§ **TASK**
Output each line from the one that contains "Crop-scouting request: mark the dark coat" to the final line of the data below, exactly, and include nothing else.
··········
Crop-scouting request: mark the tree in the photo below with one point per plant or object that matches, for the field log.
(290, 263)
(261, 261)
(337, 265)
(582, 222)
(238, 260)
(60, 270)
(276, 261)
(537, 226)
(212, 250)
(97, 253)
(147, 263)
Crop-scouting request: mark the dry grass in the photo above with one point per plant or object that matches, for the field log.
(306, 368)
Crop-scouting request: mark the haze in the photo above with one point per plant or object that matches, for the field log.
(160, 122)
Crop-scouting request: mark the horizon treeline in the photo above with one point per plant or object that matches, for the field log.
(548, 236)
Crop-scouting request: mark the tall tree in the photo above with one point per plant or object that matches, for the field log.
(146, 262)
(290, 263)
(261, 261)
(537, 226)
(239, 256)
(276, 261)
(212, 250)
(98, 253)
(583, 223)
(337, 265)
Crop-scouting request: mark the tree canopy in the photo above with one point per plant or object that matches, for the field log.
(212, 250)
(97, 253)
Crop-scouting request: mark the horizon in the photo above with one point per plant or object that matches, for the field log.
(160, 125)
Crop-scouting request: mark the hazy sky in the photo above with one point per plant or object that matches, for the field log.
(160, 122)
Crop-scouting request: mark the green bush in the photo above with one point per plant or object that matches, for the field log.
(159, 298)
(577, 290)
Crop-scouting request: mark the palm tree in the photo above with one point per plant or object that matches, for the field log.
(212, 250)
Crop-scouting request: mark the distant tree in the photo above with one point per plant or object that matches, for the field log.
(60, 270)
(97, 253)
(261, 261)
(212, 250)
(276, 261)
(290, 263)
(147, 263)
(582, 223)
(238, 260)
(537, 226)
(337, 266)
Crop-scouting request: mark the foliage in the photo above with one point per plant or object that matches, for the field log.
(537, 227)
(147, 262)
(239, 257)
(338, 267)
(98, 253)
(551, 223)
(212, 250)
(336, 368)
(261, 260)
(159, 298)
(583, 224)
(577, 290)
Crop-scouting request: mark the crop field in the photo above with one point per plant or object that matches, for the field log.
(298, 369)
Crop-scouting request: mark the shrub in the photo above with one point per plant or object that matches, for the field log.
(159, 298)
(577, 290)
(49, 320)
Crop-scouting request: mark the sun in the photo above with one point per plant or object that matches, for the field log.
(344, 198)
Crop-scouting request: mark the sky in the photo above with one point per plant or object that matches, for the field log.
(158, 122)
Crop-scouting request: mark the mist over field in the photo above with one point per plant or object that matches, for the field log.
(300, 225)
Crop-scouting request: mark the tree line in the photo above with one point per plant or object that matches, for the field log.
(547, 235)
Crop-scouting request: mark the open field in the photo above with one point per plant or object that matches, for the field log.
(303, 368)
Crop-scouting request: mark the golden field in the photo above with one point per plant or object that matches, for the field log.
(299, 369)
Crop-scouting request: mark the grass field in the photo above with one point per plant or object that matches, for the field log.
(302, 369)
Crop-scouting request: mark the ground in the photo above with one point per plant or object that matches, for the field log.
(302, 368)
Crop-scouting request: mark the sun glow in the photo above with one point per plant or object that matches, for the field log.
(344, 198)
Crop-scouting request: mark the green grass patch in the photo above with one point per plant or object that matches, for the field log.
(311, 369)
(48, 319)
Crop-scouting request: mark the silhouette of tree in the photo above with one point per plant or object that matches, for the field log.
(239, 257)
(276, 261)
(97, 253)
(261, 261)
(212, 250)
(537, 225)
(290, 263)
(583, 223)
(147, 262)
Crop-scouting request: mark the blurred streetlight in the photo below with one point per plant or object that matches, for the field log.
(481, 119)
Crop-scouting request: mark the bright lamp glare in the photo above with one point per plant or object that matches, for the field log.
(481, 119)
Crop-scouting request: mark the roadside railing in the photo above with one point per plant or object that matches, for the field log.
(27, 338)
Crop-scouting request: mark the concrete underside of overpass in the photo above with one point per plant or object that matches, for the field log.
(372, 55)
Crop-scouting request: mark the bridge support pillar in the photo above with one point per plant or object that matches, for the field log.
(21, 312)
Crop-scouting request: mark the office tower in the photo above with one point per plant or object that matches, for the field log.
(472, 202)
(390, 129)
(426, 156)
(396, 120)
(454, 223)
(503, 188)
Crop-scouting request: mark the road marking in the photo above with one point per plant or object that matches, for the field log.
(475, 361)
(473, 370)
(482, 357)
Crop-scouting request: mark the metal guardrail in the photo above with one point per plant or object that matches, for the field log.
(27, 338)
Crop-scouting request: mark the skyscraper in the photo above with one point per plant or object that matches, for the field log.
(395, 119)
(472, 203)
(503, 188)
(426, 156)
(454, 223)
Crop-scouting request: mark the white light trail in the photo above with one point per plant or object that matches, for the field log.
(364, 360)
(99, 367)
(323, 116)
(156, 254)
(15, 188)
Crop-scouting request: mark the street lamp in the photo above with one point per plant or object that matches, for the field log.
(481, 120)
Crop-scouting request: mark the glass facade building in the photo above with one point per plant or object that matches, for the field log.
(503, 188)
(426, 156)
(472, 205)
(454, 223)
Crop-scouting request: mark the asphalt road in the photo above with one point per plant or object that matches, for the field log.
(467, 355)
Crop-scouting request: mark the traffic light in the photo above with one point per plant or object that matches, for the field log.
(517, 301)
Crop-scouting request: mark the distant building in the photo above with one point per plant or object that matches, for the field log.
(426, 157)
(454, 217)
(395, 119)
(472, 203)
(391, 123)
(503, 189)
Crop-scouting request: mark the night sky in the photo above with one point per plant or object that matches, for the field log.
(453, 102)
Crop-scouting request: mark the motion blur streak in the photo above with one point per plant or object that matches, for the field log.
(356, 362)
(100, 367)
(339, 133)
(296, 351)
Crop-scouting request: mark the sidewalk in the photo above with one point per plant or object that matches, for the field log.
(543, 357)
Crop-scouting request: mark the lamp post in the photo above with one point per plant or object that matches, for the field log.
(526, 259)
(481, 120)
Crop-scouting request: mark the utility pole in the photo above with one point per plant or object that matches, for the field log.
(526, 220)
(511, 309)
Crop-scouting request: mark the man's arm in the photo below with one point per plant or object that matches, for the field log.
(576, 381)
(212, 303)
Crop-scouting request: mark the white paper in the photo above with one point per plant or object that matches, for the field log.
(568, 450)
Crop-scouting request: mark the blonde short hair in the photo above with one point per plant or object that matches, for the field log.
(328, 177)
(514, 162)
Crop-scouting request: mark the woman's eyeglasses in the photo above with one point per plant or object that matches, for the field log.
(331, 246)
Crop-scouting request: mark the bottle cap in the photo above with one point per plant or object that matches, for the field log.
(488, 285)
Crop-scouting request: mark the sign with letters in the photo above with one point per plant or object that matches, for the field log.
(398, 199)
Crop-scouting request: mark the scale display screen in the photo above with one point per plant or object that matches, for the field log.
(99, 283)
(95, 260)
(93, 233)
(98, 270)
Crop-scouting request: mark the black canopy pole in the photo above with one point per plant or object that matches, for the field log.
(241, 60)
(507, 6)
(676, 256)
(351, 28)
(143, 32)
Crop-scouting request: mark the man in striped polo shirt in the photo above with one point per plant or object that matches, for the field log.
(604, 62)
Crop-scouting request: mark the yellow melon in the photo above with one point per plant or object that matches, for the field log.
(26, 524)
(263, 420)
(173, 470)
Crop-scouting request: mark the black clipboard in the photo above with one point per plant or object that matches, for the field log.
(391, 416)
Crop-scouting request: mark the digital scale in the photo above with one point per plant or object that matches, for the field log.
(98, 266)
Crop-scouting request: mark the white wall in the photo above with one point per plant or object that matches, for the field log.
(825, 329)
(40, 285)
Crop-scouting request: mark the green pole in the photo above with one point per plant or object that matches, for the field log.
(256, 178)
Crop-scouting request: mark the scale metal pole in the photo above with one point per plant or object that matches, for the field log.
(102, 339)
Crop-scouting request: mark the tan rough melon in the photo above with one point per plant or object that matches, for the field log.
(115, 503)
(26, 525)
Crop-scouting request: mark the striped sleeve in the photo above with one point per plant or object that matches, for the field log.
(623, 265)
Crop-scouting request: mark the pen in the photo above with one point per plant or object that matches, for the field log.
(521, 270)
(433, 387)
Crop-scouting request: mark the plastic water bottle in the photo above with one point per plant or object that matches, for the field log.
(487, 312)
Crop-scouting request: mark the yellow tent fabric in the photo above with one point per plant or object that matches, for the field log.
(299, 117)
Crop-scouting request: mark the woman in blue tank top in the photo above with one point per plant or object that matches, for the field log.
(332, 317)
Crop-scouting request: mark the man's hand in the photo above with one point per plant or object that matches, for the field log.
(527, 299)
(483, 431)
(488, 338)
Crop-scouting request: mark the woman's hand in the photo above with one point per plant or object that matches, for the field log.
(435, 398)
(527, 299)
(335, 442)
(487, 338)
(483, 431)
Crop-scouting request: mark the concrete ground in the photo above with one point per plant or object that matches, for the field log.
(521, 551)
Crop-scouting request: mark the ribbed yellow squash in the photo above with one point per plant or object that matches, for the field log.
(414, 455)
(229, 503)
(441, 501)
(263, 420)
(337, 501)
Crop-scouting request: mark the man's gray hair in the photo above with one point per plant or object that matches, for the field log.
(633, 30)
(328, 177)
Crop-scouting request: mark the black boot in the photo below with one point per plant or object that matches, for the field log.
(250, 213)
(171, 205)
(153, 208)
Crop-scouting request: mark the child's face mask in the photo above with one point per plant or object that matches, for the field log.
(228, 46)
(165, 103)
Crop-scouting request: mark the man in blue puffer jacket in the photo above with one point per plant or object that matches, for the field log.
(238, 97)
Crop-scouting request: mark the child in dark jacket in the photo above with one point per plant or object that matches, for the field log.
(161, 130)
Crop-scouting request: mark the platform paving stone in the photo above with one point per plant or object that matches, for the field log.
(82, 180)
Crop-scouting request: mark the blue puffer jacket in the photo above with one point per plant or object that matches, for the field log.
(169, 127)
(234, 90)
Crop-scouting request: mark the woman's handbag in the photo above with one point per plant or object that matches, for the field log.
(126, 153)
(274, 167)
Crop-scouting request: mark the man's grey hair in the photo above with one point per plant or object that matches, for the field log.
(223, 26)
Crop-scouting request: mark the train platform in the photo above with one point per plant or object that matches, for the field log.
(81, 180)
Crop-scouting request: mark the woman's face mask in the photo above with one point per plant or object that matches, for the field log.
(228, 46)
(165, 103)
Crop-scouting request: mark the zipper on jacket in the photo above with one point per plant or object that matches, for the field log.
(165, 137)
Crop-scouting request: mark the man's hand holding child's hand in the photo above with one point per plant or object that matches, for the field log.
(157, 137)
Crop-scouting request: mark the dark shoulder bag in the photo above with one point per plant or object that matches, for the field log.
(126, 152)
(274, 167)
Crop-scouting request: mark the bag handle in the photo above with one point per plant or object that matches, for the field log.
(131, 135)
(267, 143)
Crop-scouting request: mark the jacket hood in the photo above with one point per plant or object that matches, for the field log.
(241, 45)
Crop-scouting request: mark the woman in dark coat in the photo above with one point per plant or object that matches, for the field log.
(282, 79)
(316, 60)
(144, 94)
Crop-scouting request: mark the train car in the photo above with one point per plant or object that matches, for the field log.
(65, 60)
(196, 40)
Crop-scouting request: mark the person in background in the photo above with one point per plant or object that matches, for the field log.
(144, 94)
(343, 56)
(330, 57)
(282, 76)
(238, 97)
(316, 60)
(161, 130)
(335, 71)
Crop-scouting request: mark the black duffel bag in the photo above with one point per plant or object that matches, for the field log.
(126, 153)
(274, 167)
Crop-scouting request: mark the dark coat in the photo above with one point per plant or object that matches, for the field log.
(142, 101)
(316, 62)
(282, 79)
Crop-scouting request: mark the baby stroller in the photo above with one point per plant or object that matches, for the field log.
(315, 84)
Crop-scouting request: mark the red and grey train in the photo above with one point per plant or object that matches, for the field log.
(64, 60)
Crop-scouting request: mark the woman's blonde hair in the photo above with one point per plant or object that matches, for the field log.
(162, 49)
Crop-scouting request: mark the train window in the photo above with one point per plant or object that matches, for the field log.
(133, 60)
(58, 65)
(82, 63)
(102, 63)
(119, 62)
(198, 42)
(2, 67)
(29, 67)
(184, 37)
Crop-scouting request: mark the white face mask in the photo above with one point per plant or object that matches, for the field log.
··········
§ **TASK RESULT**
Crop-scouting request: mark the dark coat in the photo above with one point per plant or object that matches, for the field log.
(142, 101)
(316, 62)
(282, 79)
Crop-scouting request: mark the baby stroller in the photo above with one point per plant or object that matches, for the field log.
(315, 84)
Crop-scouting request: mark the red and grey train in the photo above with one point per plant or object that matches, for the field log.
(64, 60)
Crop-scouting request: mark the woman's blonde hair in the photo above with one point per plant or object that matches, for the field log.
(162, 49)
Crop-scouting request: mark the train window in the photo above with one point per plant or object that matches, for the field log.
(133, 60)
(58, 65)
(82, 63)
(102, 63)
(119, 62)
(198, 42)
(2, 67)
(29, 67)
(184, 37)
Crop-scouting request: mark the white face mask in the photo above with one point per plant or object that matches, for the field log.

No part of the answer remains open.